| Exercise prompt |
Where in the data does the word "smoke" appear? Find those lines and copy them.

(Saved data entries)

^^^^^^^^

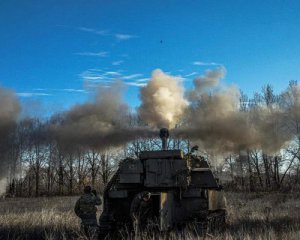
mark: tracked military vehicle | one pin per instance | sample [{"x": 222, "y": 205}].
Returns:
[{"x": 183, "y": 187}]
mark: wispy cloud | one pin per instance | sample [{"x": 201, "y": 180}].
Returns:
[
  {"x": 132, "y": 76},
  {"x": 191, "y": 74},
  {"x": 93, "y": 54},
  {"x": 32, "y": 94},
  {"x": 95, "y": 31},
  {"x": 73, "y": 90},
  {"x": 199, "y": 63},
  {"x": 123, "y": 37},
  {"x": 136, "y": 84},
  {"x": 98, "y": 78},
  {"x": 117, "y": 63},
  {"x": 143, "y": 80}
]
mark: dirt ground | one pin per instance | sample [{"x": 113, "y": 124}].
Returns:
[{"x": 250, "y": 216}]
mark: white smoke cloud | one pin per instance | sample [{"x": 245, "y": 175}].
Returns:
[{"x": 163, "y": 103}]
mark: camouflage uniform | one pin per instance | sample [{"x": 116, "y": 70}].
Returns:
[
  {"x": 85, "y": 208},
  {"x": 140, "y": 212}
]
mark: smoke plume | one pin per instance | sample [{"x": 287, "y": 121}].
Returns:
[
  {"x": 9, "y": 111},
  {"x": 163, "y": 103},
  {"x": 98, "y": 124},
  {"x": 216, "y": 122}
]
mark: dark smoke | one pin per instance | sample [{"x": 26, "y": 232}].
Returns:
[
  {"x": 214, "y": 119},
  {"x": 9, "y": 111},
  {"x": 99, "y": 124}
]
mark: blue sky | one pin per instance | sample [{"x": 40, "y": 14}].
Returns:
[{"x": 55, "y": 51}]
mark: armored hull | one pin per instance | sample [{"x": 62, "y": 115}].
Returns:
[{"x": 183, "y": 187}]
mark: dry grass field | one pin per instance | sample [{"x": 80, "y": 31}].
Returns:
[{"x": 250, "y": 216}]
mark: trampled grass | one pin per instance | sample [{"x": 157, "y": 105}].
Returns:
[{"x": 250, "y": 216}]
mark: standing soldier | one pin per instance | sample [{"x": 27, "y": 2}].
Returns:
[
  {"x": 85, "y": 208},
  {"x": 141, "y": 211}
]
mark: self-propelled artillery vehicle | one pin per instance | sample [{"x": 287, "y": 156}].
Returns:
[{"x": 183, "y": 189}]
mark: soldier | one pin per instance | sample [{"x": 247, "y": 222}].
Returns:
[
  {"x": 85, "y": 208},
  {"x": 141, "y": 211}
]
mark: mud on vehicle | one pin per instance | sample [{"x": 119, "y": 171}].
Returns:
[{"x": 183, "y": 189}]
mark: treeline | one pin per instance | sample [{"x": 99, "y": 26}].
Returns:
[{"x": 38, "y": 164}]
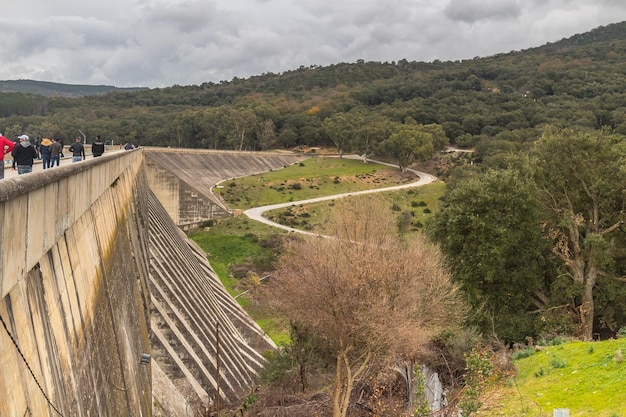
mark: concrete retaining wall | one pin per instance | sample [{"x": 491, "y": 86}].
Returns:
[{"x": 74, "y": 298}]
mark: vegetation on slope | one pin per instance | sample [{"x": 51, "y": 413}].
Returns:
[{"x": 588, "y": 378}]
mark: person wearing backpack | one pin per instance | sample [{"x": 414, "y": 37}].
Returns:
[
  {"x": 56, "y": 149},
  {"x": 78, "y": 151},
  {"x": 44, "y": 152},
  {"x": 24, "y": 155},
  {"x": 7, "y": 146}
]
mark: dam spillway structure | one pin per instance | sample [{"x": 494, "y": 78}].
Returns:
[{"x": 107, "y": 308}]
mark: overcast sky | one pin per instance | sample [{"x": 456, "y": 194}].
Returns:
[{"x": 159, "y": 43}]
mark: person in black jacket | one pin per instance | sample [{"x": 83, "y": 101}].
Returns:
[
  {"x": 97, "y": 148},
  {"x": 23, "y": 155},
  {"x": 78, "y": 151}
]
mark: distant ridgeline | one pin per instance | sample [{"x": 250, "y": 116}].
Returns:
[{"x": 48, "y": 89}]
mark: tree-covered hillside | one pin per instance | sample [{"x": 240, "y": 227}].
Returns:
[{"x": 577, "y": 82}]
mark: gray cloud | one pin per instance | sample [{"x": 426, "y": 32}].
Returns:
[{"x": 471, "y": 11}]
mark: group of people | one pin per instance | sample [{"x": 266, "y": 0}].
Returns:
[{"x": 50, "y": 152}]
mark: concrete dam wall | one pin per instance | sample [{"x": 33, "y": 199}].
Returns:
[
  {"x": 94, "y": 275},
  {"x": 74, "y": 291},
  {"x": 183, "y": 179}
]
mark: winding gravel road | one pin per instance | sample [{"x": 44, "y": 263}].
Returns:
[{"x": 257, "y": 212}]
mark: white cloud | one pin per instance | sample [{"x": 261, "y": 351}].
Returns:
[{"x": 159, "y": 43}]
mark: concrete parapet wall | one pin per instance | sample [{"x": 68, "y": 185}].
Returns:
[
  {"x": 94, "y": 273},
  {"x": 74, "y": 303}
]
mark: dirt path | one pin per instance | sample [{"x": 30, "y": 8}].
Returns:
[{"x": 257, "y": 212}]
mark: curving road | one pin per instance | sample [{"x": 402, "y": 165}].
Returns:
[{"x": 257, "y": 212}]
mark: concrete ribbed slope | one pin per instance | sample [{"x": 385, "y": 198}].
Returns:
[
  {"x": 202, "y": 169},
  {"x": 188, "y": 302}
]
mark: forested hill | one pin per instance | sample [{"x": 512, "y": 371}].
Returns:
[
  {"x": 577, "y": 82},
  {"x": 48, "y": 89}
]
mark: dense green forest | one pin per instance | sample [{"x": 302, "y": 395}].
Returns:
[
  {"x": 512, "y": 108},
  {"x": 577, "y": 82}
]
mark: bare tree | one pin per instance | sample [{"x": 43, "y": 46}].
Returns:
[{"x": 373, "y": 297}]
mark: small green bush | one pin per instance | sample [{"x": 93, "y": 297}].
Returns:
[
  {"x": 524, "y": 353},
  {"x": 558, "y": 363}
]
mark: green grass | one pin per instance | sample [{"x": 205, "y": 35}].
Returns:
[
  {"x": 415, "y": 205},
  {"x": 588, "y": 378},
  {"x": 236, "y": 240},
  {"x": 312, "y": 178}
]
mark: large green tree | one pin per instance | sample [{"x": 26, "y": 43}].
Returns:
[
  {"x": 489, "y": 230},
  {"x": 582, "y": 184}
]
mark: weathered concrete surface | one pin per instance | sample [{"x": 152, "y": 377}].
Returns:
[
  {"x": 74, "y": 291},
  {"x": 93, "y": 273},
  {"x": 188, "y": 303},
  {"x": 182, "y": 179}
]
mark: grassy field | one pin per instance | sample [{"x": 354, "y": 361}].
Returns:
[
  {"x": 412, "y": 207},
  {"x": 588, "y": 378},
  {"x": 314, "y": 177},
  {"x": 236, "y": 241}
]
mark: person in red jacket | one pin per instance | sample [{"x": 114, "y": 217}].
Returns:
[{"x": 7, "y": 146}]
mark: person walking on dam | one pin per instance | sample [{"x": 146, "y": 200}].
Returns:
[
  {"x": 44, "y": 152},
  {"x": 56, "y": 149},
  {"x": 24, "y": 155},
  {"x": 78, "y": 151},
  {"x": 7, "y": 147},
  {"x": 97, "y": 148}
]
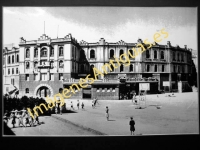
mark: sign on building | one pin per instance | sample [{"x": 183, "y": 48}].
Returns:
[
  {"x": 144, "y": 86},
  {"x": 165, "y": 83}
]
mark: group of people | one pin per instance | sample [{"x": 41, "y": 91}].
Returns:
[
  {"x": 22, "y": 116},
  {"x": 94, "y": 102}
]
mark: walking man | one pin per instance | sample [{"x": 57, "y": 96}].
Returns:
[
  {"x": 72, "y": 105},
  {"x": 107, "y": 113},
  {"x": 82, "y": 105},
  {"x": 60, "y": 109},
  {"x": 132, "y": 125},
  {"x": 78, "y": 104}
]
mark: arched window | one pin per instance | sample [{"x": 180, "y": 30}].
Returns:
[
  {"x": 155, "y": 54},
  {"x": 61, "y": 64},
  {"x": 13, "y": 59},
  {"x": 162, "y": 56},
  {"x": 35, "y": 64},
  {"x": 174, "y": 56},
  {"x": 51, "y": 52},
  {"x": 178, "y": 57},
  {"x": 155, "y": 68},
  {"x": 61, "y": 51},
  {"x": 27, "y": 65},
  {"x": 121, "y": 52},
  {"x": 82, "y": 68},
  {"x": 27, "y": 90},
  {"x": 147, "y": 54},
  {"x": 92, "y": 54},
  {"x": 17, "y": 58},
  {"x": 130, "y": 53},
  {"x": 35, "y": 52},
  {"x": 27, "y": 53},
  {"x": 148, "y": 68},
  {"x": 8, "y": 59},
  {"x": 43, "y": 52},
  {"x": 111, "y": 53},
  {"x": 131, "y": 68},
  {"x": 121, "y": 68}
]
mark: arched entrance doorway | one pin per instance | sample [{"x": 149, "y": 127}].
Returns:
[{"x": 43, "y": 92}]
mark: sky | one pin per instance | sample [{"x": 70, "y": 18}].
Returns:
[{"x": 92, "y": 23}]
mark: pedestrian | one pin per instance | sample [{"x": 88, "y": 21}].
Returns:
[
  {"x": 26, "y": 119},
  {"x": 56, "y": 109},
  {"x": 132, "y": 125},
  {"x": 78, "y": 104},
  {"x": 82, "y": 105},
  {"x": 107, "y": 113},
  {"x": 5, "y": 117},
  {"x": 36, "y": 119},
  {"x": 13, "y": 117},
  {"x": 72, "y": 105},
  {"x": 60, "y": 109},
  {"x": 20, "y": 118}
]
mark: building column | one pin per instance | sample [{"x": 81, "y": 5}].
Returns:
[{"x": 170, "y": 82}]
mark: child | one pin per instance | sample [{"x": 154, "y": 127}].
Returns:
[{"x": 20, "y": 118}]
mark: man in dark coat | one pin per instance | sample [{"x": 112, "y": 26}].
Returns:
[{"x": 132, "y": 125}]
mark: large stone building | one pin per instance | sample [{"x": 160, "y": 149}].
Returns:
[{"x": 46, "y": 66}]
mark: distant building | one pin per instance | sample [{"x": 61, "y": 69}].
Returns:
[{"x": 46, "y": 66}]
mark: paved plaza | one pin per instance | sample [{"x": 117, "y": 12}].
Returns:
[{"x": 177, "y": 115}]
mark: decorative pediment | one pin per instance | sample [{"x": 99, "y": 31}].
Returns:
[
  {"x": 22, "y": 40},
  {"x": 69, "y": 36},
  {"x": 43, "y": 37},
  {"x": 121, "y": 42},
  {"x": 83, "y": 42}
]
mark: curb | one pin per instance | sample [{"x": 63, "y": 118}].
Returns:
[{"x": 78, "y": 125}]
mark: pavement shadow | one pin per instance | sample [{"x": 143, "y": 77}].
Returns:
[{"x": 7, "y": 130}]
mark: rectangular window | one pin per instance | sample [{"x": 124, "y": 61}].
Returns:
[
  {"x": 113, "y": 89},
  {"x": 36, "y": 77},
  {"x": 60, "y": 76},
  {"x": 51, "y": 76},
  {"x": 163, "y": 68},
  {"x": 27, "y": 77},
  {"x": 44, "y": 76}
]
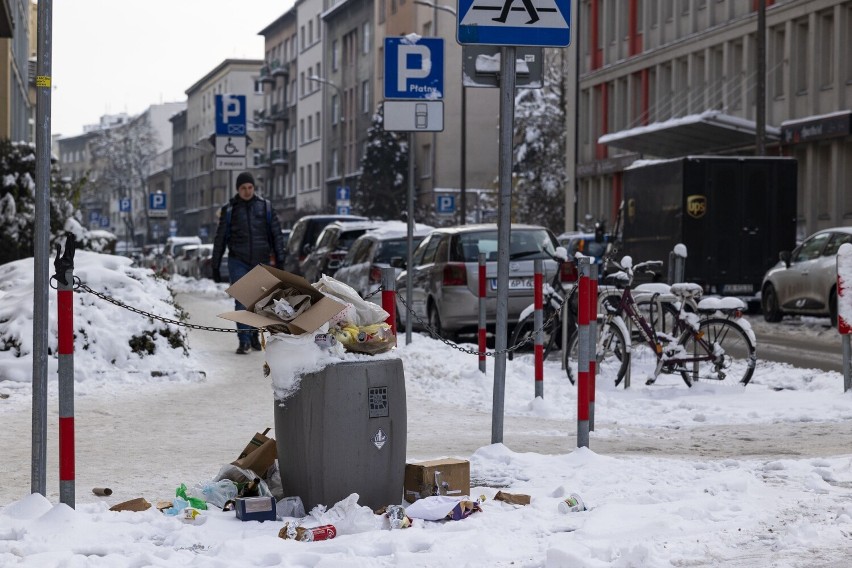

^^^^^^^^

| Reply to the task |
mark: white smoke cloud | one pin per instance | sample [{"x": 245, "y": 175}].
mark: smoke plume | one pin per instance | sample [{"x": 287, "y": 121}].
mark: dark smoke | one pin per instance | sample [{"x": 26, "y": 232}].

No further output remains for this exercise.